- [Exercise] Reproduce every row below verbatim, changing nothing.
[START Available data]
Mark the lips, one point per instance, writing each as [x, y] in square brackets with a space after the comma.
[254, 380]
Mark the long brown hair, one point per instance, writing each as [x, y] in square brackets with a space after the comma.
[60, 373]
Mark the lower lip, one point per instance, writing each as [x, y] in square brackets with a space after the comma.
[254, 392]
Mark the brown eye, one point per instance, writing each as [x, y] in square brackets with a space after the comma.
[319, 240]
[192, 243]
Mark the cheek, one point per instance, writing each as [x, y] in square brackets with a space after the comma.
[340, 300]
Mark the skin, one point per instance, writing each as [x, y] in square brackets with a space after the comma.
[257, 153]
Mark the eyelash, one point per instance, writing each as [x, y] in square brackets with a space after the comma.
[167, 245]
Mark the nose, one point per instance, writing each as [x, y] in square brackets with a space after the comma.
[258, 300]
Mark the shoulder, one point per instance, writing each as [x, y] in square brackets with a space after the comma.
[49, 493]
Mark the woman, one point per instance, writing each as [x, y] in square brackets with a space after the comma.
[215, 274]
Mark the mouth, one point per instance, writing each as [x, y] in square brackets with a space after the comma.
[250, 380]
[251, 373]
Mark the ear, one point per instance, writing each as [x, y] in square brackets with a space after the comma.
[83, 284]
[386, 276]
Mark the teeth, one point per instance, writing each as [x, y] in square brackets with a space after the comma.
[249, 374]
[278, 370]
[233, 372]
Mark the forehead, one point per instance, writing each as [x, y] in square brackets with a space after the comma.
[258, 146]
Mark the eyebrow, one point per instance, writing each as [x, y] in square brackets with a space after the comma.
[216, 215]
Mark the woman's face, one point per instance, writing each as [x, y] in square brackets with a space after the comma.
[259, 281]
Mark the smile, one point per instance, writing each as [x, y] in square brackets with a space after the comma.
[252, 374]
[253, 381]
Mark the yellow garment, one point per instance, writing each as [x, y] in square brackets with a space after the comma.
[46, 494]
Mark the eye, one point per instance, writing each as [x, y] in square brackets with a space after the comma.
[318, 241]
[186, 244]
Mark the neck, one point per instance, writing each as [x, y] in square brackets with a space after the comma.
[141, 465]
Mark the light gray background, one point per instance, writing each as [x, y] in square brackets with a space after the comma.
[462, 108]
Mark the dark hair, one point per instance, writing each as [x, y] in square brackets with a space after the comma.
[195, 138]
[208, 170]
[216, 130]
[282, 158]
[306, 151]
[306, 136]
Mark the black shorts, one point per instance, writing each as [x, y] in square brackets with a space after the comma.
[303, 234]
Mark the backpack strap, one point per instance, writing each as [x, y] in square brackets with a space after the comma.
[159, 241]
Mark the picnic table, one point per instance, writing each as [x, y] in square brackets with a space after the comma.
[END Available data]
- [Exercise answer]
Mark the lips, one point per instance, writing each as [x, y] in square brackets with a space after the comma.
[254, 380]
Mark the long brown hair, one point per instance, writing each as [x, y] in square brackets with a space after the comma.
[60, 373]
Mark the lower lip, one point per instance, writing each as [x, y] in square brackets with a space after the comma.
[254, 392]
Mark the brown eye, one point per instance, writing each as [x, y] in square brackets with a space after the comma.
[319, 240]
[192, 243]
Mark the cheek, one point per instance, writing each as [x, y] in square brackets with a space after the comma.
[340, 300]
Mark the skin, one point per instance, writing each as [x, y] in square brackets with a space after the comma.
[257, 153]
Mark the eyelash, one point per instance, writing each as [x, y] in square brackets with a space after the comma.
[167, 245]
Mark the nose, one point per instance, writing each as [x, y] in square brackets with a space after the comma.
[258, 300]
Mark the shoulder, one point per instance, writing each as [x, y] in square brackets with a space after the comma.
[49, 493]
Mark the woman, one point per instance, writing each as [x, y] in square brackets with a space after the comma.
[215, 274]
Mark the mouth, one point per instance, writing each as [x, y] in square brackets with a space after the comma.
[250, 380]
[251, 373]
Mark the ear, one point per instance, writing each as [x, y] in square brackets with a space after the comma.
[83, 284]
[386, 276]
Mark the teeth, one point per instance, writing each as [x, y] in square brackets with a space after the comma.
[249, 374]
[278, 370]
[233, 372]
Mark the forehead, one point per instance, writing each as [x, y] in square brackets with a space after the comma.
[258, 146]
Mark the eyebrow, one point per instance, writing each as [x, y] in square brackets with a space after the comma.
[216, 215]
Mark the woman's face, one point per instance, writing each as [x, y] in square brackets with a space after the comma.
[259, 281]
Mark the smile, one point per instance, writing each as [x, y] in square brackets with a space after the comma.
[252, 374]
[253, 381]
Mark the yellow garment, one point per instance, writing each as [x, y] in square brackets with a space after the comma.
[46, 494]
Mark the eye, one point per instance, writing each as [x, y] in square brackets with a space after the comma.
[318, 241]
[186, 244]
Mark the neck, one point per instance, writing each as [x, y] in square brackets with a space after the comma.
[141, 465]
Mark the light gray background, one point per instance, writing each as [x, y] in square brackets with a space after the comma.
[462, 108]
Mark the dark hair, one point per instance, writing each as [x, y] in square brackets with a space after the comma.
[195, 138]
[208, 170]
[216, 130]
[282, 158]
[306, 151]
[306, 136]
Mark the black shorts, one point per instance, writing each as [x, y] in square brackets with a space after the comma.
[303, 234]
Mark the backpack strap, one point per instance, writing each as [x, y] in square brackets with a space after the comma.
[159, 241]
Mark the picnic table, one point per instance, writing each as [x, y] in square brackets with a space after the comma.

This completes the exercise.